--- Begin ---

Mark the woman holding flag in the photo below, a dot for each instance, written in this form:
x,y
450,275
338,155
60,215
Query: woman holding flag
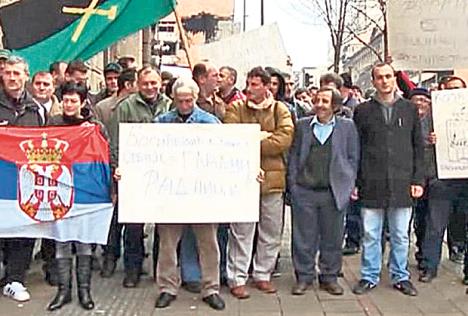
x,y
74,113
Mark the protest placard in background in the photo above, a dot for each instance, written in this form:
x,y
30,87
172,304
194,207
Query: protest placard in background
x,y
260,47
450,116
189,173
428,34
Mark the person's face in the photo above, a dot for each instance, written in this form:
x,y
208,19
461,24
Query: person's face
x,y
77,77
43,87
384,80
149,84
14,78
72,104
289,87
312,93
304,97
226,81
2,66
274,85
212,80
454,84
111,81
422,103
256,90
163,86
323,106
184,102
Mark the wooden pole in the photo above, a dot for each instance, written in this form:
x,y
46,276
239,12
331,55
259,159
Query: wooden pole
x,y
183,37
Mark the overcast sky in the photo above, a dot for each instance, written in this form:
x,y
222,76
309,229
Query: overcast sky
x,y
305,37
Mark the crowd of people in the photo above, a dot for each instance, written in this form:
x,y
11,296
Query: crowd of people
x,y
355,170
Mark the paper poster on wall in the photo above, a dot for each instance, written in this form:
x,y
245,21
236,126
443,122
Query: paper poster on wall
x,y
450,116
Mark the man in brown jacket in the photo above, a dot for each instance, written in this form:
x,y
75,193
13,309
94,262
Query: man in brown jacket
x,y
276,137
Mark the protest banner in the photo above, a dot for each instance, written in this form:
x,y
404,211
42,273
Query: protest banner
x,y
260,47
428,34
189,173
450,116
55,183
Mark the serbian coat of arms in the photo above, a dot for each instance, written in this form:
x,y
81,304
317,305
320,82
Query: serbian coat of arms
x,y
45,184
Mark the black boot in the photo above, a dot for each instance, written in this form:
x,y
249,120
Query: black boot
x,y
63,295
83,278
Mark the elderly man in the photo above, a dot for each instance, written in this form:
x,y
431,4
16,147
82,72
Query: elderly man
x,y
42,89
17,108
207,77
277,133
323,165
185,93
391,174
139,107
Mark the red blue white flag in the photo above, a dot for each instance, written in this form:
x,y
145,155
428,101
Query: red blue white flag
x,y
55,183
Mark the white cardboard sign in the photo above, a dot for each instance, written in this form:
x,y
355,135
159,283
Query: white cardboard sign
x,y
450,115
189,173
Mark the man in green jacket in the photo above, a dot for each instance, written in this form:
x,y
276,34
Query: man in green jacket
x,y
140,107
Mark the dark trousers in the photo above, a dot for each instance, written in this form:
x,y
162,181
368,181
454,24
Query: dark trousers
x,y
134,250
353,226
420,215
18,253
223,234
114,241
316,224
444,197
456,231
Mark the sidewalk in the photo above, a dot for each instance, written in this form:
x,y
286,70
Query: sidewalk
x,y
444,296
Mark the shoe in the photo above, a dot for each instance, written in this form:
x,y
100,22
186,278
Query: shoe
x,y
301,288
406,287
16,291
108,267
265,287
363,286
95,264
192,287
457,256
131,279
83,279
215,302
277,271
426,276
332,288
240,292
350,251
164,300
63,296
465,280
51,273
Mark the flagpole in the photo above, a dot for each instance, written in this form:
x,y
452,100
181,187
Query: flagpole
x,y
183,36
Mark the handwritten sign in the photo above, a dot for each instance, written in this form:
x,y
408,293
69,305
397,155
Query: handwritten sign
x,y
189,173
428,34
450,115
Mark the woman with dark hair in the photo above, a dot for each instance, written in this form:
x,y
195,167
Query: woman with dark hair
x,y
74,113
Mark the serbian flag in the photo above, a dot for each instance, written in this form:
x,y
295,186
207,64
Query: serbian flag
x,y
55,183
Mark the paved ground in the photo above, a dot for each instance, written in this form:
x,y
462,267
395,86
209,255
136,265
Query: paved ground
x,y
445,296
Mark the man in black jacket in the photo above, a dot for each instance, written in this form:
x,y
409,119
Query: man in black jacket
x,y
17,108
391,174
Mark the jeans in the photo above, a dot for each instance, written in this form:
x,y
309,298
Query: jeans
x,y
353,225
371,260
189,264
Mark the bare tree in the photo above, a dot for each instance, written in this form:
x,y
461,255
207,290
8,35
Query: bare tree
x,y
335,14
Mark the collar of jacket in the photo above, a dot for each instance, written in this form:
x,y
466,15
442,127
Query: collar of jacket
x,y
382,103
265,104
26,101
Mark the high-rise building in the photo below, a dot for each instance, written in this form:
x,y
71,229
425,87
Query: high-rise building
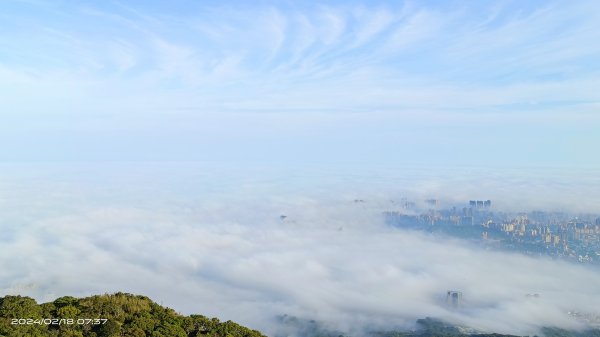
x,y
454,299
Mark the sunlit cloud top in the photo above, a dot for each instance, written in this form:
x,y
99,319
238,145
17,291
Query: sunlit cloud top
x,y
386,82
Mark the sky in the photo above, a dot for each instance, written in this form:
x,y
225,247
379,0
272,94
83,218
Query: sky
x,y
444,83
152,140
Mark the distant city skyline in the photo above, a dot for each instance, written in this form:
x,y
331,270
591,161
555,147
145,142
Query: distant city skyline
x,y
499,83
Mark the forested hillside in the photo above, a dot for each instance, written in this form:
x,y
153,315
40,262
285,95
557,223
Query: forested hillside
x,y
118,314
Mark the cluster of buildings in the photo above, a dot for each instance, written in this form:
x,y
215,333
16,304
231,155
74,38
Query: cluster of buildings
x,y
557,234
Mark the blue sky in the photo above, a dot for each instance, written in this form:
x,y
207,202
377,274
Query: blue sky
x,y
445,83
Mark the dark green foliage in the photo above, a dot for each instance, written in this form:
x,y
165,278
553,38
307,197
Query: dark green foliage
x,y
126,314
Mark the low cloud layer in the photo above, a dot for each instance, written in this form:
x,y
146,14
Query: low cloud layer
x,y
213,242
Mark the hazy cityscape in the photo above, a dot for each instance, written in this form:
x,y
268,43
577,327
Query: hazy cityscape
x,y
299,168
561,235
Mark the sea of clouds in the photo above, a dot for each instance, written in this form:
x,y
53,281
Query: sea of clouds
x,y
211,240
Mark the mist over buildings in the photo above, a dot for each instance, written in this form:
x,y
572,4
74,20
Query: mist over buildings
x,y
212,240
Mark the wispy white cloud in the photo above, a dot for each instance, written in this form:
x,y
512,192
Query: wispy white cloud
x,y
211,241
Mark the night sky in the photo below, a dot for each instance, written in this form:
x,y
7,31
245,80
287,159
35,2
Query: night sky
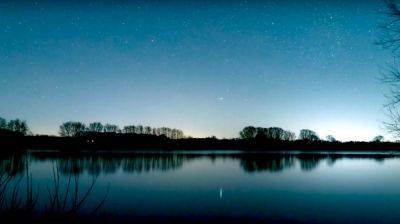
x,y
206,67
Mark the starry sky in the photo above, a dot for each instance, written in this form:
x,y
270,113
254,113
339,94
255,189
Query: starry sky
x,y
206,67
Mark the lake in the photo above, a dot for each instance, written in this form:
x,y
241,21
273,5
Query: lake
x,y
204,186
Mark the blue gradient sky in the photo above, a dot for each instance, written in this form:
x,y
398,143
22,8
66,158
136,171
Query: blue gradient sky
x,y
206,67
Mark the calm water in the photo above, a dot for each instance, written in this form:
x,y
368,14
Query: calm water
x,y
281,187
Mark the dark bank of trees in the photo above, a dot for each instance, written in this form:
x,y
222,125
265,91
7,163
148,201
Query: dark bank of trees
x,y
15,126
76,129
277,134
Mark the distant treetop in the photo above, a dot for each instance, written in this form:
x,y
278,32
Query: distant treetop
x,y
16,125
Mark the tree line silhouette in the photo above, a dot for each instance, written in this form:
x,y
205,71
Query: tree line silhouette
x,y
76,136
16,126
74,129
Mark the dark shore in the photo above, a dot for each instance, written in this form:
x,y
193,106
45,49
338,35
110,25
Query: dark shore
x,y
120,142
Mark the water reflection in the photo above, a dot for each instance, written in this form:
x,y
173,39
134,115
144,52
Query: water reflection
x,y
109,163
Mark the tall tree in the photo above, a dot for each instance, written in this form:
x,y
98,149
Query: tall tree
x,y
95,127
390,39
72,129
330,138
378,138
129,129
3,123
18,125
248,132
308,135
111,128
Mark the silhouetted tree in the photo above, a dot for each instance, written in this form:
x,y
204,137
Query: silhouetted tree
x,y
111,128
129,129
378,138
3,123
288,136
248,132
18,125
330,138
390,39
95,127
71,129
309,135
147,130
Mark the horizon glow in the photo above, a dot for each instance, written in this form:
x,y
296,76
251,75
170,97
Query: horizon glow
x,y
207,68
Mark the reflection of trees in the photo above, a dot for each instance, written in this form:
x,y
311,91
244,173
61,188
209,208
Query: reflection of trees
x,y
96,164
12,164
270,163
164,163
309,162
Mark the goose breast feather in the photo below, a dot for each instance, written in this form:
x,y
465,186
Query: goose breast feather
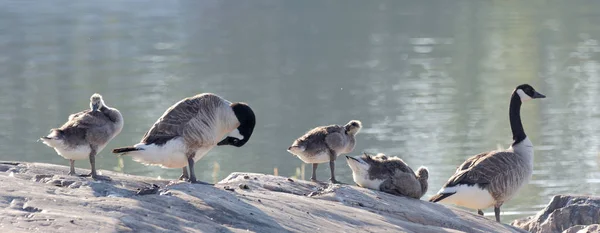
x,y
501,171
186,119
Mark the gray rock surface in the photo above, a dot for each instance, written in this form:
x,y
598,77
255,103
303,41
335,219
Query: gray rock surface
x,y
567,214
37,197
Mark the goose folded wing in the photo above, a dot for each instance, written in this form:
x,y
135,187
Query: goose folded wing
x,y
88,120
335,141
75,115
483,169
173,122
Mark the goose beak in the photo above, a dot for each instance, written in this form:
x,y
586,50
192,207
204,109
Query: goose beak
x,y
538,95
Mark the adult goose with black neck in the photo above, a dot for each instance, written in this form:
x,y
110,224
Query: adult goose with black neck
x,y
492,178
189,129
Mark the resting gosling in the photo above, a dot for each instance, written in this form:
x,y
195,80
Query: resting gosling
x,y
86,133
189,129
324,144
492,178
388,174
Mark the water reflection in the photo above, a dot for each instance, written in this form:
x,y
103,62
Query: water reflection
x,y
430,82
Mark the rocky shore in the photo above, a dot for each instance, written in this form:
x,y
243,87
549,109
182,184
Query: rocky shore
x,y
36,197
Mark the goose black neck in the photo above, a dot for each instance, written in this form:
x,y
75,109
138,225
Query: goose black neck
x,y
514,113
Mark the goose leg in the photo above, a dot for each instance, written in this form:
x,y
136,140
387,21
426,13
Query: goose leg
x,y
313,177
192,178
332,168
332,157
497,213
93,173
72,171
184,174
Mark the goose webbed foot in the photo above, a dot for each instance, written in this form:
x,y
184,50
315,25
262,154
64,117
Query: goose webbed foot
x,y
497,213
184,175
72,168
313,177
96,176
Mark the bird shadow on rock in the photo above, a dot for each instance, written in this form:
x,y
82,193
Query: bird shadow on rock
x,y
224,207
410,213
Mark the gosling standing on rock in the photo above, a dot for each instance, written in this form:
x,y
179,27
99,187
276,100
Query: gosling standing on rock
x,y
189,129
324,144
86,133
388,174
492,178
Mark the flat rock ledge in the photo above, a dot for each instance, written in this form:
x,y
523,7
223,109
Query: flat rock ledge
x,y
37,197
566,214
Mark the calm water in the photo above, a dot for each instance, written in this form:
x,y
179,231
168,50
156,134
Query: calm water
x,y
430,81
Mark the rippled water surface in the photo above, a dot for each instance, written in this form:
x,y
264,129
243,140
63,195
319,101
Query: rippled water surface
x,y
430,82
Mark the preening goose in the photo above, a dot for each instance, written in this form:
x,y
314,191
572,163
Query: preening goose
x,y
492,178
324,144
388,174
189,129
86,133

--- End ---
--- Begin ---

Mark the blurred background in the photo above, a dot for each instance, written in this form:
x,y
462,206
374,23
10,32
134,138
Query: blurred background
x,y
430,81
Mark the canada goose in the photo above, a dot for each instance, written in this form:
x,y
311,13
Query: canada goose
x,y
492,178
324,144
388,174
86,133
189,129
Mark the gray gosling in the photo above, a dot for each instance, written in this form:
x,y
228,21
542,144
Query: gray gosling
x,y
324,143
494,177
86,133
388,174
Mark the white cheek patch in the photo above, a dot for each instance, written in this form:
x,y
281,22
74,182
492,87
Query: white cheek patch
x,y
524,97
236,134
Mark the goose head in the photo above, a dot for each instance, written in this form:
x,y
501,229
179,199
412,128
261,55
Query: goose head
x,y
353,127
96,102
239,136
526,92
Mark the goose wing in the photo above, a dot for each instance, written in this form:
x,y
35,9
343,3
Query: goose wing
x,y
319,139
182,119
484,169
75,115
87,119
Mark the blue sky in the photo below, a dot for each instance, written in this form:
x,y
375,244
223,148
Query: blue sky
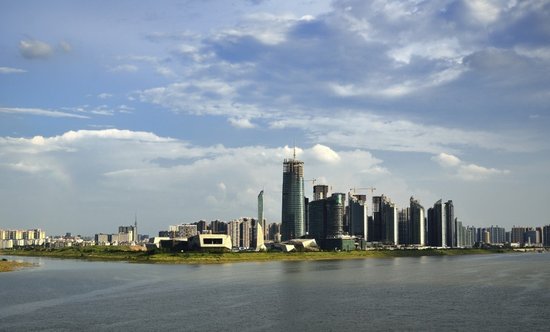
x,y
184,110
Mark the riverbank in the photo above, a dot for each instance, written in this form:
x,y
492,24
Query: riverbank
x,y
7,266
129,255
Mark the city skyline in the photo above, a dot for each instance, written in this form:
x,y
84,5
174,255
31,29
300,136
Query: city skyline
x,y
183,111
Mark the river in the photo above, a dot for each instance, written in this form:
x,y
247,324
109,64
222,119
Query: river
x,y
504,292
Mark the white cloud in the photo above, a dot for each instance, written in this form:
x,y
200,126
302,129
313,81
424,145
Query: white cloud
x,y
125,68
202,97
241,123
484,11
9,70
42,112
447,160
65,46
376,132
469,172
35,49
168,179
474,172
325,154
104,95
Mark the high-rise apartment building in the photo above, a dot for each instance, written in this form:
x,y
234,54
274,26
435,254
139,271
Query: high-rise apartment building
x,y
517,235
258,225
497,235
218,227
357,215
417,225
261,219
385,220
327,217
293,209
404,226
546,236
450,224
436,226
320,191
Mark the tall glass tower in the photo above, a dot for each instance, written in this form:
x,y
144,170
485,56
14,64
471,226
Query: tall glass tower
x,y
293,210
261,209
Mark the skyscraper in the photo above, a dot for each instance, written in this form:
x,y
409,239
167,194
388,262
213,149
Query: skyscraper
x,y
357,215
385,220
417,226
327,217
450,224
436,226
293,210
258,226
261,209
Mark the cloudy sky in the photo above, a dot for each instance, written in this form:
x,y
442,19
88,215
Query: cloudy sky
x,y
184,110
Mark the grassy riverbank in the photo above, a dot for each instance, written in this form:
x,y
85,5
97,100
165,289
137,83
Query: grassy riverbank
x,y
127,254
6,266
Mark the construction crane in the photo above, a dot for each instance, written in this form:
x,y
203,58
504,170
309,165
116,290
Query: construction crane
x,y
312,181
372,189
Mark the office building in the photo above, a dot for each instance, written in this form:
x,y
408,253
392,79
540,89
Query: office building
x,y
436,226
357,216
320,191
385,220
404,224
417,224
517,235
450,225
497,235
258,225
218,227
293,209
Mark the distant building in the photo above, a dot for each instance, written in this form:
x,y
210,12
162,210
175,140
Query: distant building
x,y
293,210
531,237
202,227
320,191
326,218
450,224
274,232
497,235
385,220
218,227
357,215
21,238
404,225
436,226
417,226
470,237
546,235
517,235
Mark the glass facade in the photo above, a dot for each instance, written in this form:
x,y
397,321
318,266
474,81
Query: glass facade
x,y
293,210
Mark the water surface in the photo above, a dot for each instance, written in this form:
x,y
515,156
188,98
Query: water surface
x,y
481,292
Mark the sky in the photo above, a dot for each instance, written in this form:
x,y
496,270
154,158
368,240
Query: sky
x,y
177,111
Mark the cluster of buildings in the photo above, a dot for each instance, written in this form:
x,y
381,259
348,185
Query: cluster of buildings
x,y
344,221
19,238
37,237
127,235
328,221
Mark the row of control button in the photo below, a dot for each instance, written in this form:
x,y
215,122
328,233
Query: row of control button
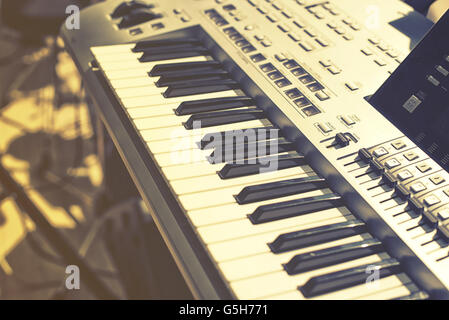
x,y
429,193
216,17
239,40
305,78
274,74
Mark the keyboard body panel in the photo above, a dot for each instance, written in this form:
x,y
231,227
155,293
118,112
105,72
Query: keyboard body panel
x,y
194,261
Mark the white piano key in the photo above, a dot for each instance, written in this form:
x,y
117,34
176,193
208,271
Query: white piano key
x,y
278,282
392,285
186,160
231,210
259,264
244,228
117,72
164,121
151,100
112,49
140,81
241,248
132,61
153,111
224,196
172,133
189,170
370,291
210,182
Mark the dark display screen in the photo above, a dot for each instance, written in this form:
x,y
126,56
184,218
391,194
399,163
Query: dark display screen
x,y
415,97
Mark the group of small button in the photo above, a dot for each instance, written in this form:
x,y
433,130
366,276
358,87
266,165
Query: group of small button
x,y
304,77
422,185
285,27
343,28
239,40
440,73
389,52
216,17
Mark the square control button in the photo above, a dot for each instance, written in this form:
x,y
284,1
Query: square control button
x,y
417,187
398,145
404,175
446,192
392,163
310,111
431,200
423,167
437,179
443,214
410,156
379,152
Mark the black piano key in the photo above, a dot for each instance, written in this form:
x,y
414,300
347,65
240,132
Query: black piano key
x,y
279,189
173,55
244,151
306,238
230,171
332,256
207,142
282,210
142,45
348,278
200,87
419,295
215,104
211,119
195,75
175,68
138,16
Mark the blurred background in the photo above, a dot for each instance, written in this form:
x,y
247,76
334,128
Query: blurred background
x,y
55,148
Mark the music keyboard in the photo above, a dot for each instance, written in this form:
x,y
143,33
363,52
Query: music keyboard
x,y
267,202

--- End ---

Which lines of the data above contain the word "patch"? Copy out each of those lines.

Mark the white cheek patch in the photo above, a dot for each instance, written in this form:
Query: white cheek patch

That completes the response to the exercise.